What is needed
In this exercise, every entry is to be transcribed exactly as written.
⁂
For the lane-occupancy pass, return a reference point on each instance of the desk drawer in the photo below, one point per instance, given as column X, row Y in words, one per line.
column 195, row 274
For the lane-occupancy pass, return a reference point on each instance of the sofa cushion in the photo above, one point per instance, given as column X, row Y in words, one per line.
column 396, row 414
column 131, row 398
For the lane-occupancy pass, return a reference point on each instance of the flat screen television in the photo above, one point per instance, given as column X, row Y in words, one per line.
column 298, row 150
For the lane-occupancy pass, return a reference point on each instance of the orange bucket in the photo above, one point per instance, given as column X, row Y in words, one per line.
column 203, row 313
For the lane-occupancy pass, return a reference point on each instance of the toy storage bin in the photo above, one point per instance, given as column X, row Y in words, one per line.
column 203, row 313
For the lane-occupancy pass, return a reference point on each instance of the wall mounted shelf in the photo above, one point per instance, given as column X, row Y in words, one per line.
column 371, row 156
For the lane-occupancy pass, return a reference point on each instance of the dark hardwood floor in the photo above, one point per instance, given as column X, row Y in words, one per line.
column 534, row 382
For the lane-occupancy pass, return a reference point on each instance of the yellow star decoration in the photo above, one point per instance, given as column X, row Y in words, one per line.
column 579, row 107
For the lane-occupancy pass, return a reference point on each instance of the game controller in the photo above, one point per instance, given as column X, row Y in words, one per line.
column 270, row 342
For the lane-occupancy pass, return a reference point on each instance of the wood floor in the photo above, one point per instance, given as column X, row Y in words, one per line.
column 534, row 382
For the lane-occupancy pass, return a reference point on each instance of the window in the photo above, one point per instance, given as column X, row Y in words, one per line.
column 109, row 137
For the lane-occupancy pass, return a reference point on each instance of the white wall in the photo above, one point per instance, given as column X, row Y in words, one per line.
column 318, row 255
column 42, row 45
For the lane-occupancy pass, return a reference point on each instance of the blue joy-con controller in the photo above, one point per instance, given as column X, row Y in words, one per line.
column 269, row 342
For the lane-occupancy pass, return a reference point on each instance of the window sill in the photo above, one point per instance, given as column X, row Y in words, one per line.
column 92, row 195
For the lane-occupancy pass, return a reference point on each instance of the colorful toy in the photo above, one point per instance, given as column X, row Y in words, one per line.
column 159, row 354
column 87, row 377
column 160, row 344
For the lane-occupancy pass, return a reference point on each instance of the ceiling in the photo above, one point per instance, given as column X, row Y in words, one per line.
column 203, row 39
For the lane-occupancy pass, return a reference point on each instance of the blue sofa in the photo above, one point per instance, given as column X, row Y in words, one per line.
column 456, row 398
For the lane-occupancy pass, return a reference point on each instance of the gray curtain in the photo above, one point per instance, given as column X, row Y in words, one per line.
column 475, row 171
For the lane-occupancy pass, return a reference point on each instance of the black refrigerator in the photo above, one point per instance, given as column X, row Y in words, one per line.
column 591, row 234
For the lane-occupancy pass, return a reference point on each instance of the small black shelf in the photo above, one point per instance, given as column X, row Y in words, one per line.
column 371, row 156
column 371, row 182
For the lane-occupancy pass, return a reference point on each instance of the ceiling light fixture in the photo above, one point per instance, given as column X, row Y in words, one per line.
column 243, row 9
⁂
Problem solution
For the lane-occupancy pass, return a reference point on each instance of the desk drawer in the photo below, one point per instance, given as column X, row Y in words, one per line.
column 195, row 274
For the lane-occupancy pass, return a reference point on each instance of the sofa cushion in the photo above, one point per instance, given as column X, row Y in words, one per line.
column 396, row 414
column 131, row 398
For the lane-occupancy pass, return a reference point on each instance of the flat screen television in the photo above, one point per instance, given as column X, row Y in words, one per line.
column 298, row 150
For the lane-occupancy pass, return a reference point on each instance of the orange bucket in the photo above, one point per instance, given as column X, row Y in words, one per line.
column 203, row 313
For the lane-occupancy pass, return a reference point on each instance of the toy storage bin in the photo above, one point per instance, given as column X, row Y in words, one per line.
column 203, row 313
For the lane-occupancy pass, return a reference point on each instance of the wall mounted shelf in the photo above, one point per instance, given as column X, row Y in words, one per line.
column 371, row 156
For the lane-occupancy pass, return a reference point on each instance of the dark hardwood floor in the photo above, one point per instance, given as column X, row Y in words, one per line.
column 534, row 382
For the lane-occupancy pass, return a reference point on each instance of the yellow star decoration in the photo above, one point per instance, given as column X, row Y in words, one per line.
column 579, row 107
For the lane-occupancy pass, return a reference point on each instance of the game controller in the photo above, one point per instance, given as column X, row Y in words, one per line.
column 270, row 342
For the lane-occupancy pass, return a reference point on each instance of the wood floor in the photo above, one point per instance, given as column X, row Y in words, one per line.
column 534, row 382
For the lane-occupancy pass, return a reference point on each instance of the window in the photo above, one point per instance, given as column X, row Y in words, one per line.
column 109, row 137
For the lane-occupancy pass, return a reference point on each instance of the white wall in the photo above, one point per instance, given as column X, row Y in words, one per line.
column 318, row 255
column 42, row 45
For the lane-occupancy pass, return a reference point on each instance of the blue joy-con controller in the photo above, one point per instance, given as column X, row Y in words, one per line.
column 269, row 342
For the lane-occupancy pass, return a reference point on each instance of the window sill in the photo above, one point per instance, given as column X, row Y in words, one per line.
column 92, row 195
For the lane-occupancy pass, return a reference point on each instance of the colorful toy in the photo above, one point per instance, given as column X, row Y in words, one per line.
column 159, row 354
column 87, row 377
column 160, row 344
For the lane-occupancy pass, return a reference point on each instance of the ceiling in the photo above, one point per instance, given as column X, row Y in words, one per line.
column 203, row 39
For the lane-occupancy pass, return a reference point on each instance of the blue sofa in the photo above, one point per instance, given as column X, row Y in words, one per line.
column 456, row 398
For the lane-occupancy pass, return a reference point on each instance of the gray curtain in the photo above, one point per instance, given as column X, row Y in words, one per line.
column 475, row 171
For the lane-occupancy pass, return a reference point on each instance of the black refrigerator in the photo above, one point per instance, given as column X, row Y in words, one per line.
column 591, row 234
For the lane-occupancy pass, return a reference point on each instance of the small black shelf in the photo above, one point per instance, given as column X, row Y in words, one per line.
column 371, row 156
column 371, row 182
For the lane-occupancy pass, return a reference point on each instance of the ceiling light fixture in the photo above, one point per instance, given as column X, row Y in words, one per line.
column 243, row 9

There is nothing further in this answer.